### Exercise requirements
Switch every "game-film review" in the material below to "street-scene survey", and write out the whole material again with nothing else changed.

### Provided information

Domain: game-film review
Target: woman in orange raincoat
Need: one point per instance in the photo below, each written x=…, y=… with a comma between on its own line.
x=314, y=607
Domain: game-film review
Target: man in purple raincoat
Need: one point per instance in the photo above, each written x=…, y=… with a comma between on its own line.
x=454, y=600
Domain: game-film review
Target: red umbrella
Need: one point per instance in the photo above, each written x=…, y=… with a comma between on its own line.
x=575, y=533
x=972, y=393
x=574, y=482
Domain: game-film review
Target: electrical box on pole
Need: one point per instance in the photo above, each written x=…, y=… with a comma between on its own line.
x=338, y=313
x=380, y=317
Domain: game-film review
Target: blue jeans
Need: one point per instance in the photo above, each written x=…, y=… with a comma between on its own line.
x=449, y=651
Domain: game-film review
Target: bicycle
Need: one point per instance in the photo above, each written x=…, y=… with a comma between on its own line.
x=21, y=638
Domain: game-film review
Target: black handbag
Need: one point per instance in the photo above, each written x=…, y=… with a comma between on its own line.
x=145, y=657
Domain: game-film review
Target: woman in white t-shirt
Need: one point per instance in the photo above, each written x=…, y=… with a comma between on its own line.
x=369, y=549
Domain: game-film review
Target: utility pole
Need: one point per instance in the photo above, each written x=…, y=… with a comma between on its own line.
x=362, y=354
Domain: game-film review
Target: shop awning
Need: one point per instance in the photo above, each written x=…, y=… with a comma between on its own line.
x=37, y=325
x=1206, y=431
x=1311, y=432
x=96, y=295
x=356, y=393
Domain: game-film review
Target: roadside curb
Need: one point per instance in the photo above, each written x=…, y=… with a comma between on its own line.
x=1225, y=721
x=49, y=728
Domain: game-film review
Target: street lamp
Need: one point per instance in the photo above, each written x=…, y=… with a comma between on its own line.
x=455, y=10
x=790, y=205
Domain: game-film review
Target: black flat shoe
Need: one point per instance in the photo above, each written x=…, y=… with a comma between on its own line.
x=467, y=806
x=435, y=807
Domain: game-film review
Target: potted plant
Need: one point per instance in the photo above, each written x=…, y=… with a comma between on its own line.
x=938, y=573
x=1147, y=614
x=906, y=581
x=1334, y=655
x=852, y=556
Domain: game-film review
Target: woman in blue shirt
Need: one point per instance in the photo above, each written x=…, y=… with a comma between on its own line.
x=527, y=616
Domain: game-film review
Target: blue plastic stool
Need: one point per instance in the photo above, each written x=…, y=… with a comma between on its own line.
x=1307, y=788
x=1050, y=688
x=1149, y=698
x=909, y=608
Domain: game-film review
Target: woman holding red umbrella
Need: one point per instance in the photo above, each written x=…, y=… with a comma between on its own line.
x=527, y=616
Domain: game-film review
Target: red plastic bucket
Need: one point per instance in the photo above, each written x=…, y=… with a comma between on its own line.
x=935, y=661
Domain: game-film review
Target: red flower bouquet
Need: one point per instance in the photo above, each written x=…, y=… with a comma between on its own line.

### Output of the task
Domain: street-scene survey
Target: woman in orange raincoat
Need: one point per instance in the photo below, each written x=…, y=… with a comma between on its own line.
x=314, y=607
Domain: street-scene survey
Target: man in purple raincoat
Need: one point per instance in the photo above, each written x=…, y=… with a comma between on its own line.
x=454, y=600
Domain: street-scene survey
Target: red umbrella
Need: one point per instance in the photo above, each written x=…, y=… with a comma between on its own line.
x=575, y=533
x=972, y=393
x=574, y=482
Domain: street-scene survey
Target: electrical box on pole
Need: one point per instance in the photo above, each written x=…, y=… with a comma between on its own line.
x=338, y=313
x=380, y=317
Domain: street-scene survey
Target: blue jeans
Need: one point per instance in the photo above, each written x=…, y=… with a comma between on its own line.
x=449, y=651
Domain: street-scene survey
Target: bicycle
Need: one point per instance in the photo above, each written x=…, y=… with a comma between on its own line.
x=21, y=638
Domain: street-scene survey
Target: black handbag
Need: one point per instance in the photo above, each written x=…, y=… with a comma between on its own line.
x=145, y=657
Domain: street-scene survey
Target: woman in white t-shirt
Need: one point per instance in the photo above, each written x=…, y=… with a comma between on its own line.
x=369, y=549
Domain: street-scene survey
Target: utility pole
Need: one point per instance in the photo above, each written x=…, y=… with a comma between on its own line.
x=362, y=354
Domain: street-scene survey
Target: shop awning
Need: one point per instance in the photo above, each written x=…, y=… with a comma between on its own line.
x=37, y=325
x=1206, y=431
x=1311, y=432
x=96, y=295
x=356, y=393
Domain: street-scene survey
Target: roadside curb
Need: one point per instance in the photo above, each written x=…, y=… with a comma between on its own line.
x=1225, y=721
x=49, y=728
Domain: street-scene survey
Target: street lamp
Need: one point per instance in the photo above, each written x=…, y=… with a comma between on its own line.
x=455, y=10
x=790, y=205
Domain: street-scene survey
Target: black flat shoe
Need: one point per instance in the photo above, each written x=…, y=… with a comma between on its own line.
x=467, y=806
x=435, y=807
Domain: street-scene survey
Target: potted plant
Need: one point per instance in the photo above, each written x=…, y=… with a comma between on its own line.
x=938, y=573
x=1147, y=614
x=906, y=581
x=1334, y=655
x=852, y=556
Domain: street-scene survey
Target: woman in blue shirt
Need: one point per instance in the photo above, each written x=…, y=… with a comma between on its own line.
x=527, y=616
Domain: street-scene survey
Target: blue plastic stool
Need: one point per instance in the photo above, each written x=…, y=… with a comma between on its own line.
x=1307, y=788
x=1050, y=688
x=1149, y=698
x=909, y=608
Domain: street-scene survey
Target: woman holding red umbrella
Need: one point per instance in the photo above, each written x=…, y=… with a comma between on its own line.
x=527, y=616
Domain: street-scene survey
Target: red plastic bucket
Need: one point per instance in the photo above, each written x=…, y=… with a comma between on its own line.
x=935, y=661
Domain: street-scene survey
Target: red flower bouquet
Need: one point per instance in the photo above, each written x=…, y=… with a comma between on its own line.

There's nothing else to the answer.